### [REQUIRED TASK A]
Rewrite the position identification entries as a JSON list of strings, one string per line, covering everything from the line containing "Target: white cloud" down to the line containing "Target: small wooden hut". Skip blank lines and leave the pictures out.

### [SOURCE DOCUMENT]
The invention described herein may be manufactured, used, and licensed by or for the United States Government without the payment of royalties thereon.

BACKGROUND

1. Field of the Invention
The present disclosure relates to nanostructured surface coatings and subsurface modifications, having uniform to gradient microstructures, with single or multiple elemental constituents, and methods of making the same.
2. Background of the Invention
Nanostructured and nanocrystalline materials are well known to have novel and/or enhanced properties compared to their coarse-grained counterparts. Specifically, nanostructured metals may have enhanced strength, hardness, and/or improved workability. It has been shown that these nanostructures, when formed as metallic surface layers, could result in a number of significant improvements and new applications. For example, failure in metallic materials, such as fatigue fracture, fretting fatigue, or wear and corrosion often initiate and propagate from the surface of the material. As such, optimization by nanostructuring of the surface layer through surface modification would limit such detrimental behavior and, in turn, not only enhance the surface, but also the global or bulk properties of the material.
However, the abrupt transition in physical characteristics from such a surface layer to the bulk would likely result in a correspondingly different response to physical phenomena as well. Therefore, it is hypothesized that creation of a gradual transition region between the unaltered bulk and this surface coating, having a range in properties, would be more effective in mitigating such phenomena.
There are a number of techniques to generate nanostructured surfaces by using traditional coating techniques, e.g., plasma vapor deposition or chemical vapor deposition.
In the recent decade, similar to the well established method of shot peening, a novel Surface Mechanical Attrition Treatment (SMAT) technology has been successfully applied to many metal-based material systems such as those based on Ni, Fe, Mg, Al, or Ti.
Surface mechanical attrition treatments have received much attention due to their ability to enhance physical properties, such as yield strength, hardness, wear, and fatigue resistance in structural parts. Fundamentally, such treatments are carried out by repeated impacts of the metal surface with some impingement media which normally occurs at high strain rates inside a closed or partially open container. Partially inelastic collisions during processing transfer kinetic energy into the substrate in the form of deformation strain energy and heat. In the initial stages of SMATing it is expected that, at the surface, localized deformation occurs through compressive stresses and shear banding followed by heavy deformation, wherein the total strain energy increases due to the creation of excess dislocations, stacking faults, and other subgrain structures leading to an eventual attenuation and reduction of the grain size. Finally, an equilibrium grain size is reached, the specific length scale of which is determined by a balance between the flux of induced defects, the evolution of the generated defect cell structures, and their relaxation, reorganization, and restructuring. As relaxation/restructuring is thermally activated, the local as well as global temperature rise during processing plays a significant role in determining the resultant microstructure during SMAT processing.

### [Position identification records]
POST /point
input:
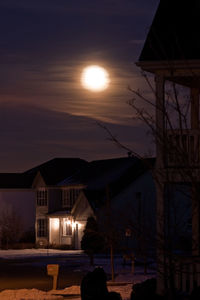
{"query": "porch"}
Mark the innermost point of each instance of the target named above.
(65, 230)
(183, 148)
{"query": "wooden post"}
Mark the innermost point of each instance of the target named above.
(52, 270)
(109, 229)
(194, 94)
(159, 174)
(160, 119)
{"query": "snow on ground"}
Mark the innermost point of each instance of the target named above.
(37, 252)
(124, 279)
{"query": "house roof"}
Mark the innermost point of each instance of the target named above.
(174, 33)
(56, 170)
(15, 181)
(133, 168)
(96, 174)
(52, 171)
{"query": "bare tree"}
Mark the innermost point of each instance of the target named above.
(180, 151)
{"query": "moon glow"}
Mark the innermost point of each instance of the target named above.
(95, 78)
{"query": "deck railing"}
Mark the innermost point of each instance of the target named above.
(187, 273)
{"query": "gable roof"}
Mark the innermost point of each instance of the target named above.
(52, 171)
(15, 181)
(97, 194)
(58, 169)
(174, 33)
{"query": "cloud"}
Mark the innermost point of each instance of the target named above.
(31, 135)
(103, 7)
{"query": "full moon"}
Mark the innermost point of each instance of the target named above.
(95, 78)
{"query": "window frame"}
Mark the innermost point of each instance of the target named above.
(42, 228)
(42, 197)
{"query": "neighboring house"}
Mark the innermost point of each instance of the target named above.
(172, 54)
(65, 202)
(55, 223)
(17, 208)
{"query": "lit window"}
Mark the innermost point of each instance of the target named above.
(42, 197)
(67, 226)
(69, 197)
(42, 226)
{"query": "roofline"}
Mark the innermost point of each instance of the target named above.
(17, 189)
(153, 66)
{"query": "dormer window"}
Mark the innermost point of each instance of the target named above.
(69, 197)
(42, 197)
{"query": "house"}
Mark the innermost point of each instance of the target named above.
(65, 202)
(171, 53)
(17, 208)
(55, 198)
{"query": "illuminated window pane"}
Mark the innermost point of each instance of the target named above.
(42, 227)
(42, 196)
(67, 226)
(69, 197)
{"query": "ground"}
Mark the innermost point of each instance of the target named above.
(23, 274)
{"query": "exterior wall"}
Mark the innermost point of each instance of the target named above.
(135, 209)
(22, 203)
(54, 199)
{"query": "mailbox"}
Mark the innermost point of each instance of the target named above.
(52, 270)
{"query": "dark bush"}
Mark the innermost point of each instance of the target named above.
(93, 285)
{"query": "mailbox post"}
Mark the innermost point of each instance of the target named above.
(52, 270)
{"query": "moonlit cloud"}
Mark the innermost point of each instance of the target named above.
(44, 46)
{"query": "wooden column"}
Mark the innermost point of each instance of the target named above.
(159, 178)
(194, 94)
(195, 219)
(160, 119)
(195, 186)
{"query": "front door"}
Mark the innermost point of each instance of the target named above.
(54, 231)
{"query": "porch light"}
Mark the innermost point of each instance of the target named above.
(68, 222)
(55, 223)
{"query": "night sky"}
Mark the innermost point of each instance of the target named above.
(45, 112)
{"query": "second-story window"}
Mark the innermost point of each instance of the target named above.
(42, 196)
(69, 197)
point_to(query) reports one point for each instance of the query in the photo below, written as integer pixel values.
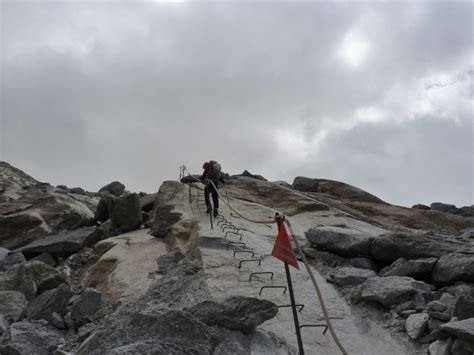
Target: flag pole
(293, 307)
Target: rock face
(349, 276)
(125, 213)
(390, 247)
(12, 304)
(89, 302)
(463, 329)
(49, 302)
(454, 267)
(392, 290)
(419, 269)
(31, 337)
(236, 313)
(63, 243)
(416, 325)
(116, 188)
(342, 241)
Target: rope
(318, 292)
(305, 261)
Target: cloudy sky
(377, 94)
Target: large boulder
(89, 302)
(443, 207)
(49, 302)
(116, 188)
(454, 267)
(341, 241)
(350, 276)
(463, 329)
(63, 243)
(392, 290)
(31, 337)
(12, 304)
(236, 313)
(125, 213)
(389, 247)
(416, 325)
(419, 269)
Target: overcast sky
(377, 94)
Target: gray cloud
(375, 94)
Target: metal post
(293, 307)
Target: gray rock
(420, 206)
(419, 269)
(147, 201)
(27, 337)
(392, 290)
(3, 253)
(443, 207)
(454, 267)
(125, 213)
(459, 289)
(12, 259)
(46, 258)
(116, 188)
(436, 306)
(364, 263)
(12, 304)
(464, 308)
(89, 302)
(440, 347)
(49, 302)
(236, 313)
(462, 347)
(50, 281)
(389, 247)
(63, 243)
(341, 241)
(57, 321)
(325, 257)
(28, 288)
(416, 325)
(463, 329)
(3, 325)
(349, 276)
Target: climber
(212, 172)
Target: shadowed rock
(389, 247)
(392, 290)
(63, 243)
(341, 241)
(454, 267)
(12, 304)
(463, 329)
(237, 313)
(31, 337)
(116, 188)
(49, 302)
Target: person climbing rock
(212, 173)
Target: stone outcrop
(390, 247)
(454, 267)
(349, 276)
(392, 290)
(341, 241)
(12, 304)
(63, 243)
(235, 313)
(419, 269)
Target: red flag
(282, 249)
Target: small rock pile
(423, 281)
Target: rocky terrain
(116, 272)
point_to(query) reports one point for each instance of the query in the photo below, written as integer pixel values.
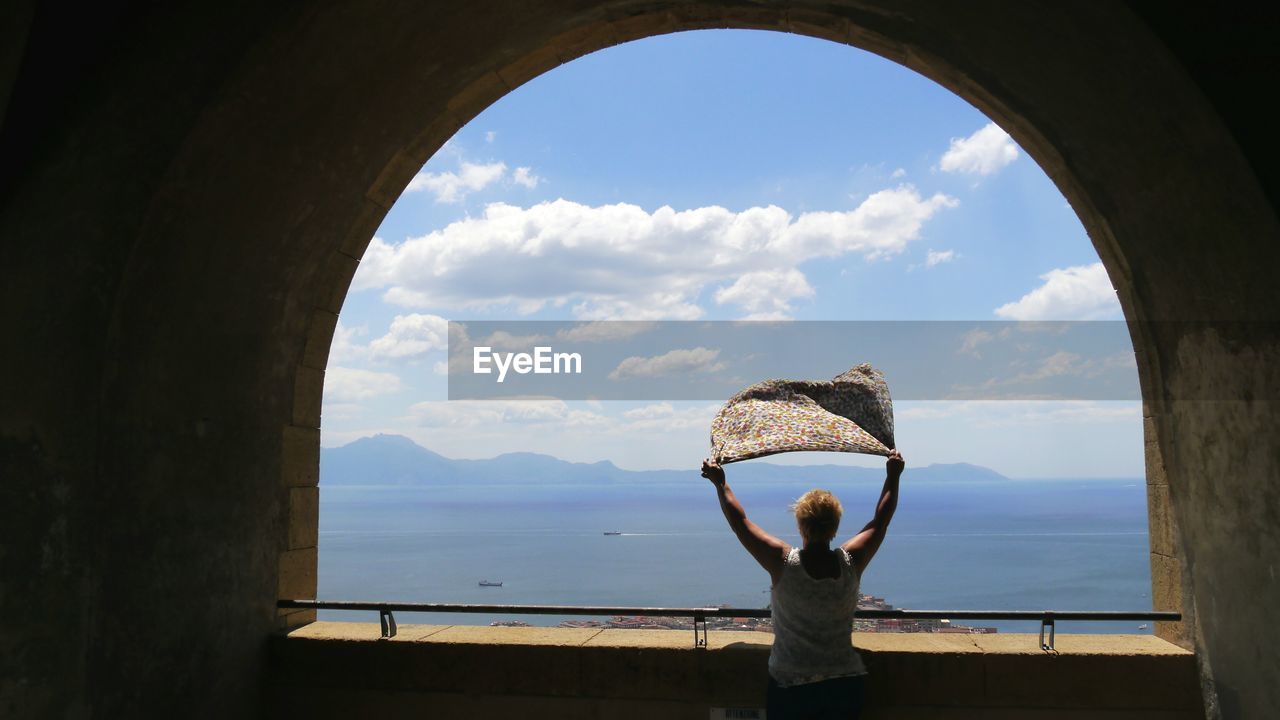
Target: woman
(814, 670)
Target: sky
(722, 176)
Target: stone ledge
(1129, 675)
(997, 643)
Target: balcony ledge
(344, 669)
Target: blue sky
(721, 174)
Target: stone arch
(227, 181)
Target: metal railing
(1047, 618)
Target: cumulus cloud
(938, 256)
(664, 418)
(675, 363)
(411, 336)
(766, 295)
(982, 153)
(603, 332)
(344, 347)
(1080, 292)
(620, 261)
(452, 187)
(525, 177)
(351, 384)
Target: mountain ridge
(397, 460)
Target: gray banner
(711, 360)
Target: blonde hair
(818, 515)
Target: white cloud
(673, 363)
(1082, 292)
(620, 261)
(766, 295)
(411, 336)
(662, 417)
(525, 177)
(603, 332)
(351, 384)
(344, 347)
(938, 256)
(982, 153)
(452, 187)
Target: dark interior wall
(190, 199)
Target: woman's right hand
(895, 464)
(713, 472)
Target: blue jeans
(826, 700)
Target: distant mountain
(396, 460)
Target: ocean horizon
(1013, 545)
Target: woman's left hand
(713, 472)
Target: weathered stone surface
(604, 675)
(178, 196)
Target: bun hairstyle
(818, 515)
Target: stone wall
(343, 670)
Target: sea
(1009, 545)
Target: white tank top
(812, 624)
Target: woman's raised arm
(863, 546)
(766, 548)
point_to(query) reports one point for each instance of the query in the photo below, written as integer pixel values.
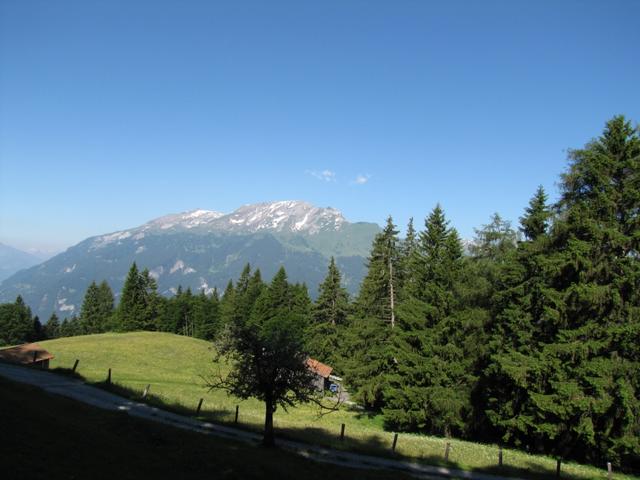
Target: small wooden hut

==

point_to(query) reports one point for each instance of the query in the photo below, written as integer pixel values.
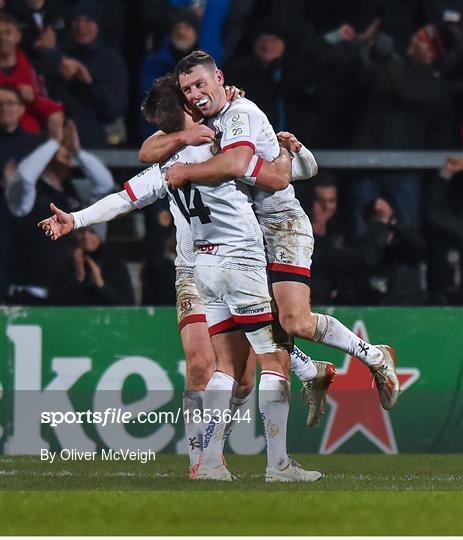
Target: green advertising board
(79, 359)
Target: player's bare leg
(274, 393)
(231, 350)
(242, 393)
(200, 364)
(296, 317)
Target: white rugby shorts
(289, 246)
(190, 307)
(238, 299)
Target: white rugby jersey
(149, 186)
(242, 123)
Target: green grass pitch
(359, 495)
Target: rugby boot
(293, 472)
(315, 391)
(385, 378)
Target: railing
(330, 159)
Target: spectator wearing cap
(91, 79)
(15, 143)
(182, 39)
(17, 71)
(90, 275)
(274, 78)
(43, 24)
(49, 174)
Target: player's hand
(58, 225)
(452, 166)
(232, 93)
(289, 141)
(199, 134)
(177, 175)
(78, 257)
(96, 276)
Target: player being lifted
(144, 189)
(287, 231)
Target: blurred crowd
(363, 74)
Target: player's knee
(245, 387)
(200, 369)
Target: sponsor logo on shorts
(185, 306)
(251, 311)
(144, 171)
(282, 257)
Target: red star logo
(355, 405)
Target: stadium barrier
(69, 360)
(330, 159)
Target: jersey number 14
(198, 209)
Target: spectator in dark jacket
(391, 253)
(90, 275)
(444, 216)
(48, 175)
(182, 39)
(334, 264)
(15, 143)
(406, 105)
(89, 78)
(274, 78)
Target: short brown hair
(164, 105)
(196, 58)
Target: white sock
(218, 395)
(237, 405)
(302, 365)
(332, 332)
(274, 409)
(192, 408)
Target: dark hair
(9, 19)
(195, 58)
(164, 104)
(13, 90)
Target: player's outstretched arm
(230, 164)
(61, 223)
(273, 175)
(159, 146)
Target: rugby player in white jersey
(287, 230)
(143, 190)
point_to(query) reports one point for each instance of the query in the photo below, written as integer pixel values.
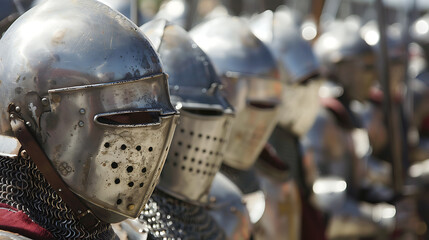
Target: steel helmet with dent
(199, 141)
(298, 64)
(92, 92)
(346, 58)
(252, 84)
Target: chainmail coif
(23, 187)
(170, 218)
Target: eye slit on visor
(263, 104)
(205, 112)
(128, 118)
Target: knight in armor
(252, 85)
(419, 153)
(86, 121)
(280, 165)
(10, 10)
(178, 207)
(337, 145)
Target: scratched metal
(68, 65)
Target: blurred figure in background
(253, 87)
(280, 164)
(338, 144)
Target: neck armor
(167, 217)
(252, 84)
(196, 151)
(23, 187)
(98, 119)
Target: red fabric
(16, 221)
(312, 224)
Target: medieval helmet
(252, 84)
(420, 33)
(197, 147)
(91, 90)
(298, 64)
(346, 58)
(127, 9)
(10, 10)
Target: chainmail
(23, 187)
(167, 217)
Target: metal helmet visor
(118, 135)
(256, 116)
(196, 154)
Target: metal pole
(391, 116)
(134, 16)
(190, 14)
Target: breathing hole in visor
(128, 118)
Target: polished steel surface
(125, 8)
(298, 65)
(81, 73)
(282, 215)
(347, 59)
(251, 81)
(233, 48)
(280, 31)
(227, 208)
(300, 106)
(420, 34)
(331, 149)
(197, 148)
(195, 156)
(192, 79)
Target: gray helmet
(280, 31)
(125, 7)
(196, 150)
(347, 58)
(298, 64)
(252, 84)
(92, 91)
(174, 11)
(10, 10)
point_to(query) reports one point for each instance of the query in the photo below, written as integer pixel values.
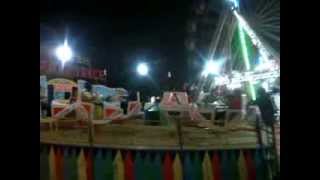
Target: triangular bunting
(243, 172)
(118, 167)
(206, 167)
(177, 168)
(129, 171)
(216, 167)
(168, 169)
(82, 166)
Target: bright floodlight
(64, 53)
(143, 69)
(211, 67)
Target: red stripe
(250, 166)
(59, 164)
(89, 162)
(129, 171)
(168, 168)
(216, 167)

==

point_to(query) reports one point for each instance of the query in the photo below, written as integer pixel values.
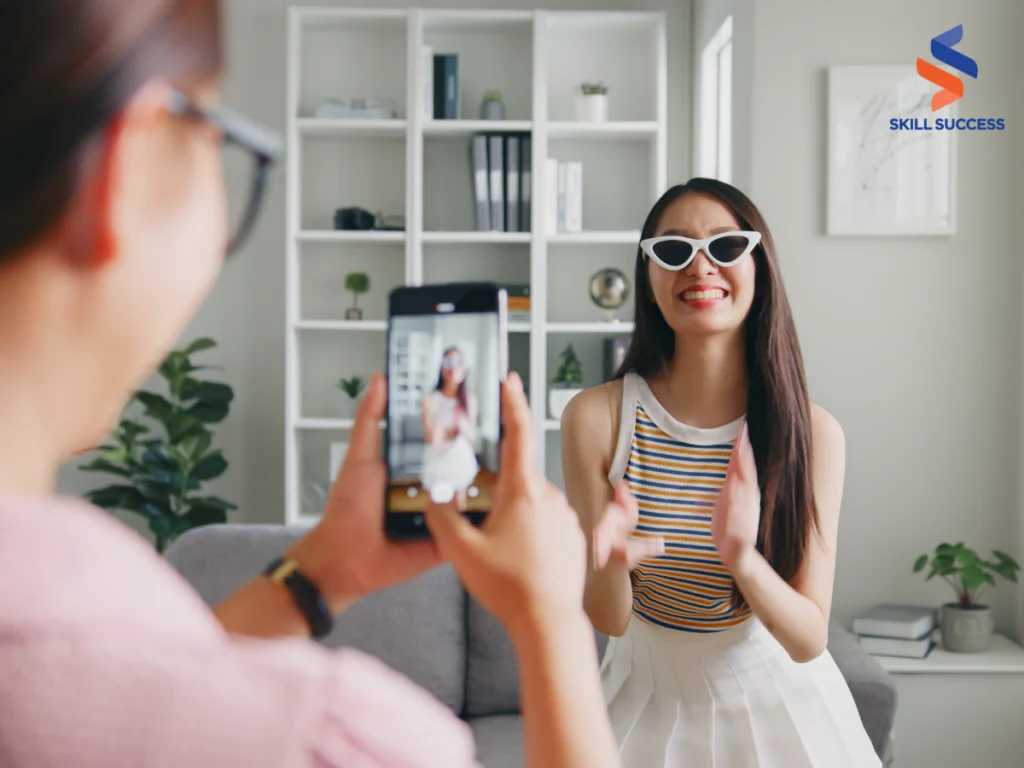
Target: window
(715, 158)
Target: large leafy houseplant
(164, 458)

### [REQUIRED TASK B]
Echo word for word the passage of the surface coatings text running from "There are a" down to "chemical vapor deposition.".

### [TASK RESULT A]
[
  "Target: white cloud",
  "(673, 363)",
  "(1082, 292)",
  "(620, 261)",
  "(766, 295)",
  "(411, 336)",
  "(662, 417)",
  "(525, 177)",
  "(603, 332)",
  "(351, 384)",
  "(344, 347)",
  "(938, 256)",
  "(982, 153)",
  "(452, 187)",
  "Target: dark interior wall",
  "(190, 199)",
  "Target: woman's right hand",
  "(895, 464)",
  "(713, 472)",
  "Target: blue jeans",
  "(826, 700)",
  "Target: distant mountain",
  "(396, 460)",
  "Target: ocean horizon",
  "(1013, 545)",
  "Target: woman's left hand",
  "(713, 472)",
  "Target: weathered stone surface",
  "(604, 675)",
  "(178, 196)",
  "Target: bun hairstyle",
  "(818, 515)",
  "Target: stone wall",
  "(343, 670)",
  "Target: sea",
  "(1009, 545)",
  "Target: white tank top",
  "(812, 624)",
  "Target: woman's raised arm",
  "(863, 546)",
  "(766, 548)",
  "point_to(query) reports one point for each instance of the query in the photo below, written as integer pixel values.",
  "Target: small wooden hut"
]

### [TASK RESULT B]
There are a number of techniques to generate nanostructured surfaces by using traditional coating techniques, e.g., plasma vapor deposition or chemical vapor deposition.